▼
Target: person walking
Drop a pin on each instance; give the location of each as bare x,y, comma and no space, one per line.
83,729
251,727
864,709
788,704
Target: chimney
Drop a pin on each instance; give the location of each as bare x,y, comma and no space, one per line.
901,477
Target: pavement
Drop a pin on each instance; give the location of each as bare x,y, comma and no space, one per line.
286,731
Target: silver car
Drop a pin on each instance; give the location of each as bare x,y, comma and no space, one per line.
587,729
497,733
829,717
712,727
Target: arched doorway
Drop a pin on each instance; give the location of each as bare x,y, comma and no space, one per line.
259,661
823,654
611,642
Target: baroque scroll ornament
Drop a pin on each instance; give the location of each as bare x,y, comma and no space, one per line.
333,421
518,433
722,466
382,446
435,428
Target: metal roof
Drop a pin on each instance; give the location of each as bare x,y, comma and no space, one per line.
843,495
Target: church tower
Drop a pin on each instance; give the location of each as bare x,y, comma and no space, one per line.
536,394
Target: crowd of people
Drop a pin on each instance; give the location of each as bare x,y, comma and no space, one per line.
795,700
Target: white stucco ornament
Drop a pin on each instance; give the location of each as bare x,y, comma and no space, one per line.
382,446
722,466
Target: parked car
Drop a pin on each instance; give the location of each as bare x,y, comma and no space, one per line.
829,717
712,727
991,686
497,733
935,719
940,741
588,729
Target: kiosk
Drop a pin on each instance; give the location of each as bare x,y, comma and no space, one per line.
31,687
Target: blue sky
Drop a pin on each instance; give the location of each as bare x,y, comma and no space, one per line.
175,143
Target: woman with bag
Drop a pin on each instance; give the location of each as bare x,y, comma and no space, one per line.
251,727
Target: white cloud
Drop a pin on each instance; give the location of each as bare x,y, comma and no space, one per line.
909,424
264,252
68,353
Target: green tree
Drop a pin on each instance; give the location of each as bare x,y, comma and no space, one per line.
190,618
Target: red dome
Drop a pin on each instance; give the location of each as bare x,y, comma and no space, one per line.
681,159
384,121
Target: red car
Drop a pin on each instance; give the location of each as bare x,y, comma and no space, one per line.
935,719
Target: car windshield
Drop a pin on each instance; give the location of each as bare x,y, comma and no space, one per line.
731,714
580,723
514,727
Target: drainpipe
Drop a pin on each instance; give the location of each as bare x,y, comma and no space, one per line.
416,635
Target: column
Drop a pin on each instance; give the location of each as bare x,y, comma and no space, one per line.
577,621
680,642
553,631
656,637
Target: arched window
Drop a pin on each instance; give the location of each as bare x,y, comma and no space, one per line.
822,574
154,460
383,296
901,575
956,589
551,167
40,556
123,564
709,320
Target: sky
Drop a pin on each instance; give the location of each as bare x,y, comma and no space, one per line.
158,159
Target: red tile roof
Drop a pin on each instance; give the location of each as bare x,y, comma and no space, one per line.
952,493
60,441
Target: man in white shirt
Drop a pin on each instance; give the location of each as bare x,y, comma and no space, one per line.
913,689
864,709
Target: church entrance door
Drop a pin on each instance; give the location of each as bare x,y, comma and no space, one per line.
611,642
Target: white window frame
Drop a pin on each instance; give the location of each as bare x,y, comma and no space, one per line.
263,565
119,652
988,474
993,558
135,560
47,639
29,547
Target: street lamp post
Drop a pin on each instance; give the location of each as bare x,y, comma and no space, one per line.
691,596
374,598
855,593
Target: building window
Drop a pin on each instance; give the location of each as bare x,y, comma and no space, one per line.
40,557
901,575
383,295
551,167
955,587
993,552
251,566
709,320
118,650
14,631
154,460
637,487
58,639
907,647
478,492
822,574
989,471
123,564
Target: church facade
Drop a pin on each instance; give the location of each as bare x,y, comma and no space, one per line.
▲
> **What is needed**: Put every line of the listing above into a JSON list of strings, one string per line, with blank lines left out.

> **Output of the task**:
[
  "Target: person walking",
  "Drop a pin on each instance; give the location of each as bare x,y, comma and no space, one per line.",
  "83,729",
  "251,727",
  "864,709",
  "788,704",
  "Target: chimney",
  "Drop a pin on each instance; give the location of each as bare x,y, comma and no space, one per line.",
  "901,477",
  "Target: pavement",
  "Drop a pin on each instance; give the location of each as bare x,y, comma and no space, one per line.",
  "286,731",
  "Target: silver car",
  "Drop a pin on each instance; give the location of each as bare x,y, comma and no space, one per line.",
  "587,729",
  "497,733",
  "829,717",
  "712,727",
  "Target: arched doorway",
  "Drop a pin on each instance; give the location of each as bare x,y, comma and no space, one per line.",
  "259,661",
  "823,654",
  "611,642",
  "Target: baroque scroll ornament",
  "Drop a pin on each instance; give the location of each as bare x,y, comma and no space, one per line.",
  "333,421",
  "518,433",
  "722,466",
  "382,446",
  "435,428",
  "Target: metal roof",
  "Drop a pin on each instance; give the location of each as bare x,y, comma and no space, one per line.",
  "843,495",
  "Target: church tower",
  "Drop a pin on each instance; give the location of each as bare x,y, comma and no space, one per line.",
  "536,394",
  "Target: crowd of people",
  "Drop a pin on each instance; give the location of each as bare x,y, comma and no space, one per line.",
  "795,700",
  "Target: white stucco ornament",
  "Drop a pin on each instance; give the location of each as bare x,y, comma and no space, one per line.",
  "382,446",
  "722,466",
  "Target: parked car",
  "Drop a pin on each instance; give the location of each as bare x,y, comma and no space, one per line.",
  "829,717",
  "712,727",
  "991,686",
  "497,733",
  "935,719",
  "940,741",
  "588,729",
  "Target: kiosk",
  "Drop a pin on each instance; give the location of each as bare x,y, comma and no space, one per line.",
  "31,687",
  "Target: blue sky",
  "Drop a pin on each instance; give the location of each as bare x,y, comma and no space, one per line.",
  "175,143",
  "Target: woman with bag",
  "Drop a pin on each instance; give the location of each as bare x,y, comma and no space, one per line.",
  "251,727",
  "Target: white cloud",
  "Drop a pin on each instance; give the location of each as bare x,y, comma and no space, one per line.",
  "909,424",
  "264,252",
  "68,353",
  "Target: green tree",
  "Drop a pin on each instance; give the location of each as bare x,y, comma and no space, one per line.",
  "190,618",
  "Target: red dome",
  "Drop a pin on each instance; give the location of each as bare x,y, comma and no space, one per line.",
  "681,159",
  "384,121",
  "Target: red car",
  "Drop a pin on each instance; give the location of each as bare x,y, comma and no space, one per line.",
  "935,719",
  "Target: car windshield",
  "Drop a pin on each instance; give the location of each as bare x,y, comma and no space, one per line.",
  "731,714",
  "580,723",
  "514,727",
  "Target: drainpipe",
  "Drop a pin on each instance; give the location of each as bare x,y, comma and no space, one per line.",
  "416,635",
  "Target: column",
  "Drop a pin on each instance; give the location of each as bare x,y, comma and no space, one per line.",
  "577,621",
  "680,642",
  "553,631",
  "656,637",
  "Target: arched window",
  "Drop a pin on each instance; give the location of each as bare x,y, comma and no space, one per line.",
  "822,574",
  "154,460",
  "383,296",
  "901,575",
  "956,589",
  "551,167",
  "40,556",
  "123,564",
  "709,320",
  "Target: sky",
  "Drop a pin on each instance; give the location of each as bare x,y, comma and no space, one per line.",
  "158,159",
  "Target: red tile roof",
  "Drop a pin on each instance; give the location of each as bare x,y, comma and no space, one per line.",
  "952,493",
  "60,441",
  "Target: man in white shirt",
  "Drop a pin on each instance; give the location of each as bare x,y, comma and no space, one per line.",
  "913,689",
  "864,709",
  "Target: church entrance door",
  "Drop a pin on each instance; give the location of each as bare x,y, comma and no space, one per line.",
  "611,642",
  "Target: white window frame",
  "Drop a pin on each instance; give the location of each as bare x,y, comma and no space, one per line.",
  "263,565",
  "119,652",
  "988,474",
  "993,558",
  "135,560",
  "47,639",
  "29,547",
  "Target: street lamp post",
  "Drop a pin on each instance; give the location of each as bare x,y, comma and no space, one per line.",
  "691,596",
  "374,598",
  "855,593",
  "Target: building window",
  "Drop a pin on each instance; give the location of each as bare x,y, comma and no space, one per line.",
  "40,557",
  "901,575",
  "383,295",
  "551,167",
  "955,587",
  "993,552",
  "251,566",
  "709,320",
  "118,650",
  "14,631",
  "154,460",
  "637,487",
  "58,639",
  "907,647",
  "478,492",
  "822,574",
  "989,471",
  "123,564",
  "Target: church facade",
  "Drop a pin on each instance; give the location of each as bare x,y, comma and no space, one per line."
]